● **Problem**
Rewrite the entries from the first line through the line containing "[281,217,385,440]", keeping every line, the detection lines included, and shift each bounding box coordinate up by 62.

** START Listed records **

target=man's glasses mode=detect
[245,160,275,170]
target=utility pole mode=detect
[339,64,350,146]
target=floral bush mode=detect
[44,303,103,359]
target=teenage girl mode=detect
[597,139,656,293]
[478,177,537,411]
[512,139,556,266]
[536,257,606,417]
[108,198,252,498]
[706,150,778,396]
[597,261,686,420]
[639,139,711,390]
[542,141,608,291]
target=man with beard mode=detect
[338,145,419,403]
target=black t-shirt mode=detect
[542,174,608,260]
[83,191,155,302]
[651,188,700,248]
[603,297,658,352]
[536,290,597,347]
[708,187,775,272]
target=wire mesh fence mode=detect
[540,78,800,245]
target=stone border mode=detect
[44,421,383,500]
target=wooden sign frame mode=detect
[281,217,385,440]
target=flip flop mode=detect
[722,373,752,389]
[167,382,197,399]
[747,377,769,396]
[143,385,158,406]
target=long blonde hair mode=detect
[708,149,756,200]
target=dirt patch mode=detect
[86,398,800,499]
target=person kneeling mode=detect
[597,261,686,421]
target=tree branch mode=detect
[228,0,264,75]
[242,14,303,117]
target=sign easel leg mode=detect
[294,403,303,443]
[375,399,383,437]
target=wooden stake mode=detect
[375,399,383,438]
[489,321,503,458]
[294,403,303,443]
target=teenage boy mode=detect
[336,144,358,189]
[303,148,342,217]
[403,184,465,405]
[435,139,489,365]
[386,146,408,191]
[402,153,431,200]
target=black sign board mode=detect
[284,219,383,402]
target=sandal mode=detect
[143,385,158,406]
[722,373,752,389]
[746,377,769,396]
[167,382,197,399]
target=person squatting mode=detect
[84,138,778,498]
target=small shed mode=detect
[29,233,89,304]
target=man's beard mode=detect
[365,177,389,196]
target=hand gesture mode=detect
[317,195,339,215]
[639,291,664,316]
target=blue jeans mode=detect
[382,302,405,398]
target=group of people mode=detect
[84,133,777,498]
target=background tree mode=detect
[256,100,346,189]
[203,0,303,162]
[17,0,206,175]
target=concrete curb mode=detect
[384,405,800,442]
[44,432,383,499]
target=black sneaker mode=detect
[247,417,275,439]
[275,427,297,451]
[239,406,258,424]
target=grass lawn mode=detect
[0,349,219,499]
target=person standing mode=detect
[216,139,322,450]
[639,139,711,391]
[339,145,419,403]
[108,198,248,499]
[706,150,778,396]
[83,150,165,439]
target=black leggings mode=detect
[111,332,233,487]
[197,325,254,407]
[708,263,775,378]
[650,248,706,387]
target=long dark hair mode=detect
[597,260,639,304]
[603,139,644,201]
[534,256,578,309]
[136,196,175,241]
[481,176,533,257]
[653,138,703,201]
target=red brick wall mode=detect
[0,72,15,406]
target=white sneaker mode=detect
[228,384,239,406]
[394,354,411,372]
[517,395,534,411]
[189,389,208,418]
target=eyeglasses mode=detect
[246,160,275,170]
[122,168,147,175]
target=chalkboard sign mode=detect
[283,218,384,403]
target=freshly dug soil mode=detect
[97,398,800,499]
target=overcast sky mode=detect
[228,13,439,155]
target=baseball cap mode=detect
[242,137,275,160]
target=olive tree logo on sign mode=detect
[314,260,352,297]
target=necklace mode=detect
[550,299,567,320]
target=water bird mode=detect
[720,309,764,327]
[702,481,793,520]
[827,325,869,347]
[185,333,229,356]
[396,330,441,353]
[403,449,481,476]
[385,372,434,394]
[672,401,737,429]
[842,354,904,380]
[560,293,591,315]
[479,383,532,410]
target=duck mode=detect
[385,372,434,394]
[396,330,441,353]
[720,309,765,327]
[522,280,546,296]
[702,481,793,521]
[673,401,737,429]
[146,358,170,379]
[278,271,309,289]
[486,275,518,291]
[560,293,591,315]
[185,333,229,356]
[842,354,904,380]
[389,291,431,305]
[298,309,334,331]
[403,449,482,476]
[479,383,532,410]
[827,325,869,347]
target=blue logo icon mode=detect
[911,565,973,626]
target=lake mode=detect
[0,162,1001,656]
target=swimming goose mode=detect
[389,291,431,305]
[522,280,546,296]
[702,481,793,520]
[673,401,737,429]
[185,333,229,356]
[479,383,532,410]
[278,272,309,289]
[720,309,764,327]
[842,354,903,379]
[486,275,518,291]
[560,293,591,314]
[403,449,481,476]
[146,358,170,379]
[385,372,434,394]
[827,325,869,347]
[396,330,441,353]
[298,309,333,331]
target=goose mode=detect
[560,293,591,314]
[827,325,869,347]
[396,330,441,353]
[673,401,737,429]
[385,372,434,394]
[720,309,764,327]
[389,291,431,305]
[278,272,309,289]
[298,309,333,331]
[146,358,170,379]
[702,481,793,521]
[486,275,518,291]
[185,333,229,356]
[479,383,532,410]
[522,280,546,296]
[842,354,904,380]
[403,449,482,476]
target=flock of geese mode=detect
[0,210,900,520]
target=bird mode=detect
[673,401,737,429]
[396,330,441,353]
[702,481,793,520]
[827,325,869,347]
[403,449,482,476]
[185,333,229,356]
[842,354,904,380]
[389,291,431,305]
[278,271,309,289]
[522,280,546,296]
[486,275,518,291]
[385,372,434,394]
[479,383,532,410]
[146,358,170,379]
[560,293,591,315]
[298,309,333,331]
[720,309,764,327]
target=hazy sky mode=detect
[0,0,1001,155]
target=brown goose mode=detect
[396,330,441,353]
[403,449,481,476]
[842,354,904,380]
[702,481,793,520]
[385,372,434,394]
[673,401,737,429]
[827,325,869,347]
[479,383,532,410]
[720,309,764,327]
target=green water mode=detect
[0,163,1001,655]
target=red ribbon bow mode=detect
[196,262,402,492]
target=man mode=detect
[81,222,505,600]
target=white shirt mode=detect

** END Listed records **

● **Task solution**
target=man's glasses mode=detect
[307,222,337,232]
target=utility pole mode=detect
[401,126,412,208]
target=floral bush mode=detect
[106,365,165,421]
target=teenage girl mode=detect
[659,201,718,355]
[540,239,599,473]
[574,201,618,328]
[598,319,668,479]
[170,260,314,560]
[768,212,840,458]
[659,323,748,482]
[701,201,773,452]
[604,203,670,353]
target=man with beard mode=detect
[400,207,481,465]
target=black t-shirt mode=detect
[604,236,670,322]
[145,253,217,364]
[713,250,762,310]
[665,359,720,414]
[598,352,659,409]
[770,249,837,334]
target=wire mesh fence mode=detect
[602,140,862,307]
target=stone border mode=detect
[106,483,445,562]
target=wooden sign frame mode=detect
[343,279,447,502]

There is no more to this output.